--- Aim ---
Write out only the lines running from the one that contains "of the forearm" to the end of the material, both ends included.

(Location labeling records)
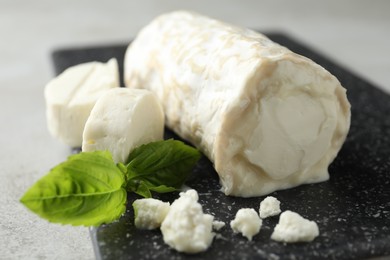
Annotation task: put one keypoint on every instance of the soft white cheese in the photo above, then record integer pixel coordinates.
(186, 228)
(122, 120)
(149, 213)
(270, 206)
(71, 96)
(267, 118)
(294, 228)
(217, 225)
(246, 222)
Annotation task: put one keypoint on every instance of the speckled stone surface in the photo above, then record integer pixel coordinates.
(352, 209)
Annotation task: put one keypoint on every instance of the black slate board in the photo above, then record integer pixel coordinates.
(352, 209)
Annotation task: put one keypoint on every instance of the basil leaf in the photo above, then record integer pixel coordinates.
(87, 189)
(142, 189)
(162, 189)
(165, 163)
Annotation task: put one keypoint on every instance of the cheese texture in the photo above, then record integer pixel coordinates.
(71, 96)
(268, 118)
(149, 213)
(269, 207)
(122, 120)
(186, 228)
(292, 228)
(246, 222)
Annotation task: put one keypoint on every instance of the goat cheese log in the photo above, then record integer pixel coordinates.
(268, 118)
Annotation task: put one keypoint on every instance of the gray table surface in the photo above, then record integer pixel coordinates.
(354, 33)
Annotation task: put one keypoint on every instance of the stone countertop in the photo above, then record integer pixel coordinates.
(352, 33)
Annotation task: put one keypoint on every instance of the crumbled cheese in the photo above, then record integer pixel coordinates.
(294, 228)
(186, 228)
(217, 225)
(270, 206)
(246, 222)
(149, 213)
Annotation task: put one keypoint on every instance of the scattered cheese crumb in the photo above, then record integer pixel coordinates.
(186, 228)
(294, 228)
(270, 206)
(246, 222)
(217, 225)
(149, 213)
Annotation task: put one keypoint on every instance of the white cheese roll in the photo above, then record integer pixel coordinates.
(268, 118)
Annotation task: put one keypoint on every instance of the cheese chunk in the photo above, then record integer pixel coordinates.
(149, 213)
(269, 207)
(122, 120)
(246, 222)
(268, 118)
(71, 96)
(186, 228)
(294, 228)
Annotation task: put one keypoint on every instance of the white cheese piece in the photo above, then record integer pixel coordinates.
(186, 228)
(149, 213)
(270, 206)
(246, 222)
(72, 94)
(294, 228)
(267, 118)
(122, 120)
(218, 225)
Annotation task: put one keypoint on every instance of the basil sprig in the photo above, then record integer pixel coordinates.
(90, 189)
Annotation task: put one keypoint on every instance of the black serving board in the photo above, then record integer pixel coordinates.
(352, 209)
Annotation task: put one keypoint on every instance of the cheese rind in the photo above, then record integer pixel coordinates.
(71, 96)
(268, 118)
(121, 120)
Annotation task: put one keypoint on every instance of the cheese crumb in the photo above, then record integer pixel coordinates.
(217, 225)
(294, 228)
(270, 206)
(150, 213)
(186, 228)
(246, 222)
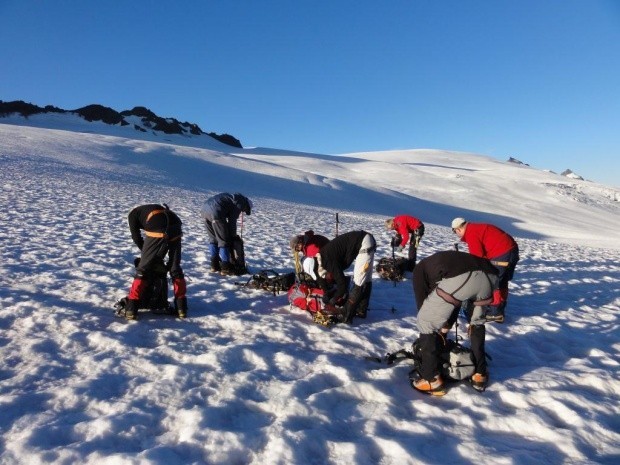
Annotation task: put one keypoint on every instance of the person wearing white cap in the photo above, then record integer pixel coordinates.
(490, 242)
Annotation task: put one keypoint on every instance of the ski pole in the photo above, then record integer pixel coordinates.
(393, 263)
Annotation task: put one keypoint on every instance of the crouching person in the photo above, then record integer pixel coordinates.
(441, 283)
(162, 231)
(334, 258)
(220, 214)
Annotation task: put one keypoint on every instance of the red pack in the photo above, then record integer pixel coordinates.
(308, 298)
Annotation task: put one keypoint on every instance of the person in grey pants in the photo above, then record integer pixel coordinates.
(441, 283)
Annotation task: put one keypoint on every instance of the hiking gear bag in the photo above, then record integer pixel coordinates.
(392, 269)
(305, 297)
(456, 362)
(271, 281)
(154, 296)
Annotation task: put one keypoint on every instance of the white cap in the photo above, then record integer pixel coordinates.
(308, 267)
(458, 222)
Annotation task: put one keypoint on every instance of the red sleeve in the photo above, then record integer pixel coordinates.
(400, 225)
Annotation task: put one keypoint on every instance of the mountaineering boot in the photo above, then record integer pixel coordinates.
(180, 305)
(131, 309)
(479, 381)
(434, 387)
(215, 264)
(226, 269)
(495, 318)
(352, 303)
(362, 308)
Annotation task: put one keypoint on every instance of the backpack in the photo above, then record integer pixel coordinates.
(271, 281)
(154, 296)
(237, 257)
(456, 362)
(392, 269)
(302, 295)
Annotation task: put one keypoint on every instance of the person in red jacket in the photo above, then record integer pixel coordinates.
(490, 242)
(408, 230)
(305, 247)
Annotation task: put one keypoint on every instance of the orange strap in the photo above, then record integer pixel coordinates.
(161, 236)
(154, 212)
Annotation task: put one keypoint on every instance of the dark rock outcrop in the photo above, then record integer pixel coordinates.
(107, 115)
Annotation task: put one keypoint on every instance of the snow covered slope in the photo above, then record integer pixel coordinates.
(248, 380)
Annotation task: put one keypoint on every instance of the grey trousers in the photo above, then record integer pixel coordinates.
(435, 311)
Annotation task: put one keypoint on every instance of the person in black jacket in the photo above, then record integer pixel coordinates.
(162, 230)
(338, 255)
(441, 283)
(220, 214)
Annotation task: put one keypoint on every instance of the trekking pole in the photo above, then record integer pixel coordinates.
(393, 263)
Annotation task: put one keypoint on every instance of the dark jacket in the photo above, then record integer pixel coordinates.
(338, 255)
(141, 217)
(226, 206)
(441, 265)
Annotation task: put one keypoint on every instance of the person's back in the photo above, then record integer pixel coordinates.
(487, 241)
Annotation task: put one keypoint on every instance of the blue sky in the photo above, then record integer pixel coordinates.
(536, 80)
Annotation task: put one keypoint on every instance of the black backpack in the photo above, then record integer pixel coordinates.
(271, 281)
(392, 269)
(456, 362)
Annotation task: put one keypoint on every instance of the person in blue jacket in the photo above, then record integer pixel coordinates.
(221, 213)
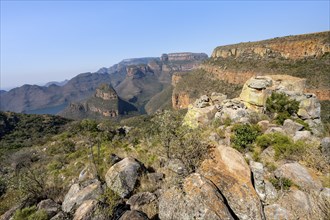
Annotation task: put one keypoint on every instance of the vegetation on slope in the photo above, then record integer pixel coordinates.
(22, 130)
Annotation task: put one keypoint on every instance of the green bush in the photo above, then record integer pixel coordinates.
(39, 215)
(244, 136)
(3, 187)
(281, 106)
(283, 145)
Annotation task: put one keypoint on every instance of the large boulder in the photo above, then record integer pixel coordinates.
(85, 210)
(299, 175)
(276, 212)
(234, 110)
(309, 106)
(145, 202)
(77, 195)
(290, 127)
(254, 92)
(134, 215)
(199, 116)
(122, 176)
(228, 170)
(87, 174)
(258, 179)
(51, 207)
(199, 199)
(325, 147)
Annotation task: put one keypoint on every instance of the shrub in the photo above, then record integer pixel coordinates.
(30, 213)
(281, 183)
(244, 136)
(283, 145)
(281, 106)
(3, 187)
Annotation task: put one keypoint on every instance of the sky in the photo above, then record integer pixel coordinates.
(43, 41)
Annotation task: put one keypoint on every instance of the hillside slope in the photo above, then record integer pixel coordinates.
(52, 99)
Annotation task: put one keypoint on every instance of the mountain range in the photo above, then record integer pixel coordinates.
(135, 80)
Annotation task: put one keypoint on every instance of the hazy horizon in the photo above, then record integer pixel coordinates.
(53, 41)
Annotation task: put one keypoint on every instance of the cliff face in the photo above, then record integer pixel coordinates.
(306, 56)
(292, 47)
(136, 79)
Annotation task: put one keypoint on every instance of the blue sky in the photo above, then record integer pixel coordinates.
(43, 41)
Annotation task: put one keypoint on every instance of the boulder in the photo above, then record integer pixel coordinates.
(217, 98)
(299, 175)
(114, 159)
(301, 205)
(134, 215)
(202, 102)
(85, 210)
(257, 89)
(290, 127)
(276, 212)
(60, 216)
(122, 176)
(199, 199)
(325, 147)
(302, 135)
(274, 129)
(176, 166)
(267, 155)
(254, 93)
(271, 192)
(199, 116)
(259, 82)
(264, 124)
(51, 207)
(77, 195)
(228, 170)
(145, 202)
(258, 179)
(309, 107)
(316, 126)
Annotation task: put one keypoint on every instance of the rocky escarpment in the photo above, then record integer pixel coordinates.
(146, 77)
(104, 104)
(253, 99)
(305, 56)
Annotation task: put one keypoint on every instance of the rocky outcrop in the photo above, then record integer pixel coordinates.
(199, 116)
(122, 177)
(180, 100)
(257, 89)
(232, 176)
(291, 47)
(85, 210)
(299, 175)
(105, 103)
(51, 207)
(184, 57)
(134, 215)
(199, 199)
(78, 194)
(145, 202)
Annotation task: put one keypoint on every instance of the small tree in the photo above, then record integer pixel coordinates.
(244, 136)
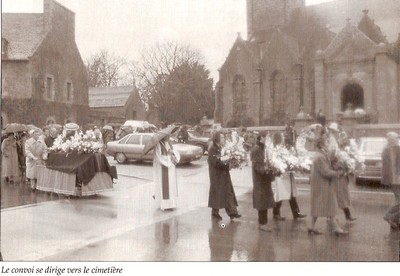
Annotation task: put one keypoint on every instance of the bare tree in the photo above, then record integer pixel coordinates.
(157, 79)
(104, 69)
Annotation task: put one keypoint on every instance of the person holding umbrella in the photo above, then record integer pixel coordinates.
(263, 196)
(9, 162)
(35, 150)
(164, 162)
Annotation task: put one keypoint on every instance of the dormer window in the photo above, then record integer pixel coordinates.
(4, 48)
(70, 92)
(50, 88)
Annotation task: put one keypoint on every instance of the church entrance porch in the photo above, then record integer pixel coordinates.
(352, 95)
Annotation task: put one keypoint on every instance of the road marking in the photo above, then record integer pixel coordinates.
(353, 191)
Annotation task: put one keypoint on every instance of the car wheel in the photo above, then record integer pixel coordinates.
(202, 147)
(359, 181)
(120, 157)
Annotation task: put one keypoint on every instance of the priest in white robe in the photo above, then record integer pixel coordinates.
(166, 189)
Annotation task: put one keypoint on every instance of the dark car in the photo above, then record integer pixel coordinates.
(131, 147)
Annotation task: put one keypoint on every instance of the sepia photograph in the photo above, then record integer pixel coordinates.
(198, 131)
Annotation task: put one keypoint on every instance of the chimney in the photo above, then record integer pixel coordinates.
(48, 6)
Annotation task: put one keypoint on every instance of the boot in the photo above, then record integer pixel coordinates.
(348, 214)
(295, 209)
(276, 211)
(337, 229)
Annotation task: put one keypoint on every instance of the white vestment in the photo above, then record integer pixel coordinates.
(166, 189)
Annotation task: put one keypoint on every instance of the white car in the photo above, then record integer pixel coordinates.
(131, 147)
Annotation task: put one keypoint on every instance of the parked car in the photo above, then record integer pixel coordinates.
(370, 151)
(131, 147)
(195, 139)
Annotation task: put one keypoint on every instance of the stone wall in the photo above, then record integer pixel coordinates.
(265, 14)
(58, 57)
(16, 79)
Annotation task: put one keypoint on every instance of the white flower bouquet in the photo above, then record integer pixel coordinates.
(282, 160)
(79, 143)
(233, 152)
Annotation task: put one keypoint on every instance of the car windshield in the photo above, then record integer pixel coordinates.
(373, 147)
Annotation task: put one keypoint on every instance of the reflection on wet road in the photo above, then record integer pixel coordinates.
(194, 236)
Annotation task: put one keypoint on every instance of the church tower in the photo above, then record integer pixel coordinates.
(266, 14)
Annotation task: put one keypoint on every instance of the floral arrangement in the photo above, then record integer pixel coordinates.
(233, 152)
(81, 143)
(282, 160)
(347, 159)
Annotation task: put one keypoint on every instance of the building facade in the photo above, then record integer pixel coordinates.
(116, 105)
(323, 58)
(44, 78)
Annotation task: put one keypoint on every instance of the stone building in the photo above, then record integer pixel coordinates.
(116, 105)
(43, 76)
(322, 58)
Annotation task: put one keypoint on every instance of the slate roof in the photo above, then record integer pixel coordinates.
(24, 33)
(110, 96)
(384, 12)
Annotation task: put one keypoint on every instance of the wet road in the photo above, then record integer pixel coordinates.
(125, 225)
(19, 194)
(194, 236)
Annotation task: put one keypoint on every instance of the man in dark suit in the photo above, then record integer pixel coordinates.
(263, 197)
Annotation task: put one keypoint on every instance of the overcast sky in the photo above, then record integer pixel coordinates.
(125, 27)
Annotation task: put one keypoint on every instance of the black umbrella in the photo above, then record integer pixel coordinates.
(14, 127)
(156, 138)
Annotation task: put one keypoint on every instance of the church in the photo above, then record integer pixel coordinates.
(325, 58)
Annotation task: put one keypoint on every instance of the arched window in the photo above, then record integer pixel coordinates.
(279, 93)
(239, 97)
(352, 93)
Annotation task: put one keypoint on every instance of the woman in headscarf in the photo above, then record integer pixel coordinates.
(343, 182)
(9, 162)
(323, 195)
(36, 152)
(221, 195)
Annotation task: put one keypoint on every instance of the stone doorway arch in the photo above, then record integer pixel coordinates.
(352, 93)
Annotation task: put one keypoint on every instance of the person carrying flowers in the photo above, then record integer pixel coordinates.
(36, 152)
(263, 197)
(285, 183)
(323, 196)
(221, 194)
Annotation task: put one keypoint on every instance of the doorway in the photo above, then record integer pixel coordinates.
(352, 93)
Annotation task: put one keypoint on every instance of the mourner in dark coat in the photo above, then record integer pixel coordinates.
(290, 141)
(263, 197)
(323, 196)
(391, 177)
(221, 193)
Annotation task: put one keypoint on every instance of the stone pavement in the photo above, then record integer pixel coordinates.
(124, 225)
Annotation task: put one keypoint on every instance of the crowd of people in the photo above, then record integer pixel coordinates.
(329, 183)
(22, 151)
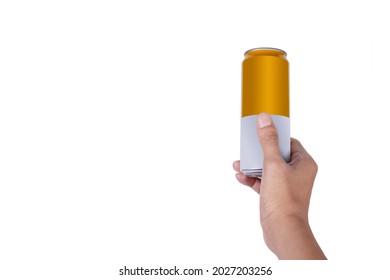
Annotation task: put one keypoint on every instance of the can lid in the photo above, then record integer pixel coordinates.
(266, 49)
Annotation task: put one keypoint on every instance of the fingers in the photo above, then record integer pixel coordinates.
(251, 182)
(268, 137)
(300, 155)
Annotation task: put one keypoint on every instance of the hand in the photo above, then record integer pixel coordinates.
(285, 190)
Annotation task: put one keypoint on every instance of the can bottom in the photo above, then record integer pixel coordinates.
(253, 172)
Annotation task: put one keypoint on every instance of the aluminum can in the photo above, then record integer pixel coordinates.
(265, 88)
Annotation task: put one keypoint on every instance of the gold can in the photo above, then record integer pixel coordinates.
(265, 88)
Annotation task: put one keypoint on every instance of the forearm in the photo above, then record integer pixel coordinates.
(291, 238)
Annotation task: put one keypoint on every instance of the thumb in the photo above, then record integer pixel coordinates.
(268, 137)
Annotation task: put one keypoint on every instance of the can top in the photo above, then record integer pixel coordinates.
(265, 51)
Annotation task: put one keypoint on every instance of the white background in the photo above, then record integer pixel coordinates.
(119, 122)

--- Written answer ---
Annotation task: put one keypoint on every instance of the forearm in the photo above, then record integer pixel coordinates.
(291, 238)
Annotation task: put one keypoint on every instance of the thumb in the photo above, then record integer pixel coordinates.
(268, 137)
Annotation task: put one keypoint on every instance of the can top in the photo above, then record integer pixel coordinates.
(265, 51)
Annotation task: put one keypoint on every instance of the white background in the photo above, then record integer pixel coordinates.
(119, 122)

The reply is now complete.